__WORK TO DO__: Can you render the part of the rows that opens with the line containing "Query: tree line" and closes with the line containing "Give the mask of the tree", both included, as a Markdown table with the columns Number and Line, leaving out any blank lines?

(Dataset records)
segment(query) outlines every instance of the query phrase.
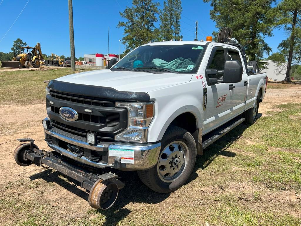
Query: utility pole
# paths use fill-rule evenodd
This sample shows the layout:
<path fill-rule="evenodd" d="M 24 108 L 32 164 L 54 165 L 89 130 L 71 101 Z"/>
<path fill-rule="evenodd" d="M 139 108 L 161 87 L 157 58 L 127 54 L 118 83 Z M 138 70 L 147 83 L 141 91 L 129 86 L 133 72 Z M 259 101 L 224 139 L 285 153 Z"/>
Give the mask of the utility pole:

---

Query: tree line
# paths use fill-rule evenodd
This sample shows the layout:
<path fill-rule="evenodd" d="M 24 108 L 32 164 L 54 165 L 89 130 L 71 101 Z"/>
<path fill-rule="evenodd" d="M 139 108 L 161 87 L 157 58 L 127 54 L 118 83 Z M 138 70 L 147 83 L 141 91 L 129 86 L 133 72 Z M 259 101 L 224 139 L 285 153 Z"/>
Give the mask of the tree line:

* * *

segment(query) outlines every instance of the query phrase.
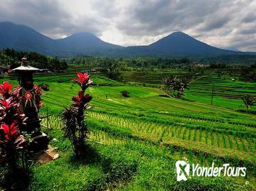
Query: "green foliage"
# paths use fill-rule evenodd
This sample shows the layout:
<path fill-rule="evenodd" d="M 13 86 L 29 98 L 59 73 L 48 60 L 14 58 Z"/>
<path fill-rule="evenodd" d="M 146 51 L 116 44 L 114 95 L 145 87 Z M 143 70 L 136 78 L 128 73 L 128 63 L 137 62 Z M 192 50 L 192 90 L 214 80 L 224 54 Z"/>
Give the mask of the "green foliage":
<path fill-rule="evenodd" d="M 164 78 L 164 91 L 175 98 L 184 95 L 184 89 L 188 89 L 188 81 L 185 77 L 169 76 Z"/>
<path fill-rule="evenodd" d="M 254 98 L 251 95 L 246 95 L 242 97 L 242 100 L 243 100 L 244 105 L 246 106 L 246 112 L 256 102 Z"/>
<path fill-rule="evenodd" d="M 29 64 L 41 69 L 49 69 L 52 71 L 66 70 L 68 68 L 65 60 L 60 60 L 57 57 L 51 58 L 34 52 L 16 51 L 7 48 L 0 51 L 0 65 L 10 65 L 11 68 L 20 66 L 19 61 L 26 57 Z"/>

__ANSWER TO THIS TASK__:
| Number | Line |
|---|---|
| 1 | Query: tree line |
| 2 | # paths use fill-rule evenodd |
| 3 | This sample shows the layout: |
| 4 | <path fill-rule="evenodd" d="M 24 108 L 32 164 L 54 165 L 89 130 L 71 101 Z"/> |
| 5 | <path fill-rule="evenodd" d="M 139 108 L 161 87 L 157 58 L 127 54 L 118 83 Z M 138 70 L 147 83 L 141 91 L 129 86 L 133 72 Z M 259 101 L 224 139 L 285 153 Z"/> |
| 6 | Give the mask of the tree line: |